## Exercise data
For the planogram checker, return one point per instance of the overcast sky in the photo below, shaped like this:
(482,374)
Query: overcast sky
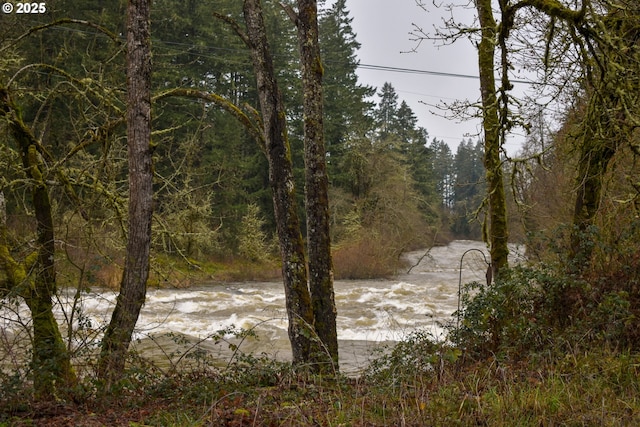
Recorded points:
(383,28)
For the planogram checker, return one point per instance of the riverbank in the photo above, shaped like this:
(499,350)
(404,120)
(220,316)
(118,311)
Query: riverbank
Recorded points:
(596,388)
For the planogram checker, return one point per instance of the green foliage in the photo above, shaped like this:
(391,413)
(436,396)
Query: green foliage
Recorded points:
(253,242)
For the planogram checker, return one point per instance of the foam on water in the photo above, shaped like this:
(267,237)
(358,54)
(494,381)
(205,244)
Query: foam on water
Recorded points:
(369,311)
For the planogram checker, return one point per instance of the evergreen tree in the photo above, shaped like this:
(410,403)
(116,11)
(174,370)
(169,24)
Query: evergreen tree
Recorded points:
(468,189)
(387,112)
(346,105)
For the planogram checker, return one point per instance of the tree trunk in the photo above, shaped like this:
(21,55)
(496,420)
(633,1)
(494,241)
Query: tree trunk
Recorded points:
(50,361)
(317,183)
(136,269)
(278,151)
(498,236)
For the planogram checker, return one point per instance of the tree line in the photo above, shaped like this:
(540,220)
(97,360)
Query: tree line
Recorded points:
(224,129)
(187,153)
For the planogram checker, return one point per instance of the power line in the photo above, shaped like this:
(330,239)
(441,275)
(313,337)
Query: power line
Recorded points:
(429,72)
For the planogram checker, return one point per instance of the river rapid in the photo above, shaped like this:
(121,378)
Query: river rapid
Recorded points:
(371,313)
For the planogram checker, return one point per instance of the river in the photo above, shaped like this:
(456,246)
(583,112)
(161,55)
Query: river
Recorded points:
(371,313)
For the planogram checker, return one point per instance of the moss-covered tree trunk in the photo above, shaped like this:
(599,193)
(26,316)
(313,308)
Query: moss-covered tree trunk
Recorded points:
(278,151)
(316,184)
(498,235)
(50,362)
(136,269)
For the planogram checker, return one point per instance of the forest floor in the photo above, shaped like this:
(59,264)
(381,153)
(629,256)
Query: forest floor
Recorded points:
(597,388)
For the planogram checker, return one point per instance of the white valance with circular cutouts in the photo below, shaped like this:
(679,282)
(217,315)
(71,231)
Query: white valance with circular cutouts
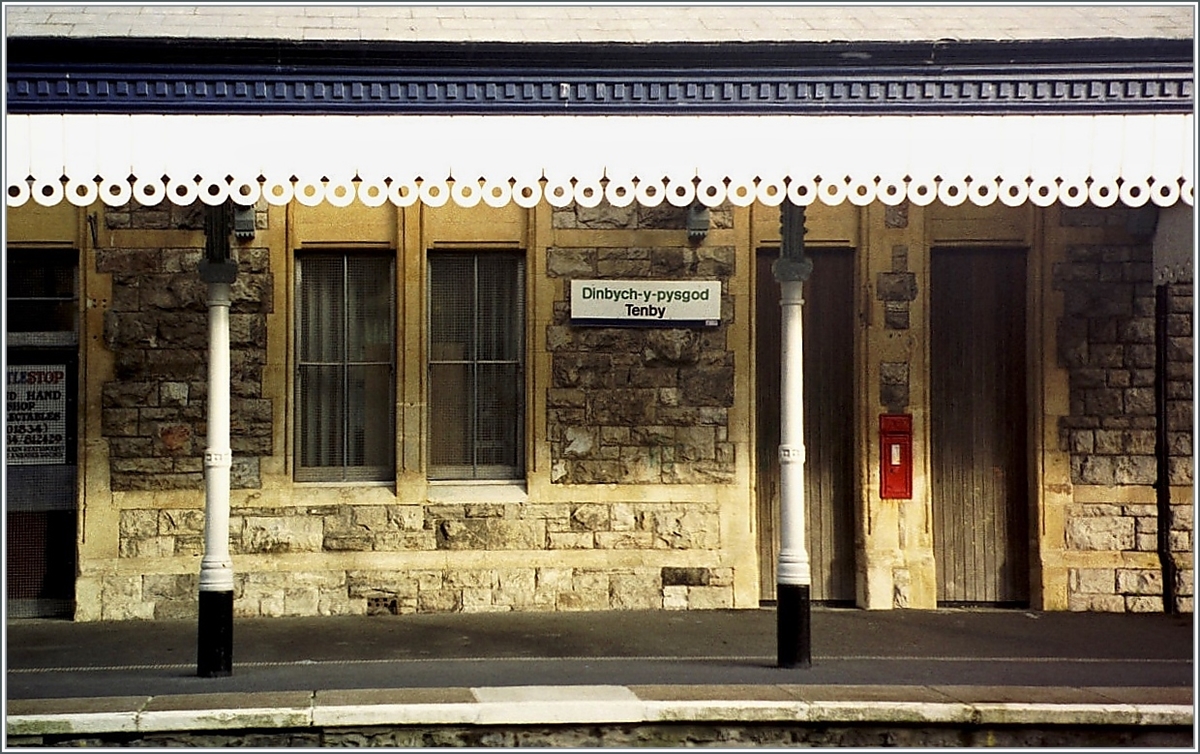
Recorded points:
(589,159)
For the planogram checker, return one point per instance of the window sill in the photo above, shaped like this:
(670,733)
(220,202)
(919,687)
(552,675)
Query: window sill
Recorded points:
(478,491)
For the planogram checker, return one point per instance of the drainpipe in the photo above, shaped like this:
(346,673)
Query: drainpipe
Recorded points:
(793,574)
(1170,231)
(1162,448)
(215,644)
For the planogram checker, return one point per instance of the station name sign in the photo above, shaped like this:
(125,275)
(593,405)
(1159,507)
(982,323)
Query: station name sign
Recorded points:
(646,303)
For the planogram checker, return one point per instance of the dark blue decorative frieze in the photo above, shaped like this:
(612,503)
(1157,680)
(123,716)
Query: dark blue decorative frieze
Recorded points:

## Instruction
Please lay out the lines of the records as a Markdown table with the columns Row and Line, starting with the line that contains "of the drainpipe" and going on through the last line of the records, and leave out any blank lines.

## Answer for this exercise
| Row | Line |
|---|---|
| 1 | For the planogram checker, return one point per instance of the drainpipe in the photo above, shaped like this: |
| 2 | (346,673) |
| 3 | Query: drainpipe |
| 4 | Recorded points: |
| 5 | (793,574) |
| 6 | (1170,231) |
| 7 | (1162,448) |
| 8 | (215,644) |
| 9 | For the planogram checker, return one point per instance of the station name sign in the photo above, shaped like this: |
| 10 | (125,275) |
| 11 | (593,405) |
| 12 | (1159,507) |
| 13 | (982,323) |
| 14 | Query: station name sign |
| 15 | Recorded points: |
| 16 | (646,303) |
| 17 | For the planogram checker, return one point per instance of the dark blue decorative frieze in the photo above, shaped like this: |
| 18 | (612,503) |
| 19 | (1157,680) |
| 20 | (123,716) |
| 21 | Query: dark blue decorative frieze |
| 22 | Recorded points: |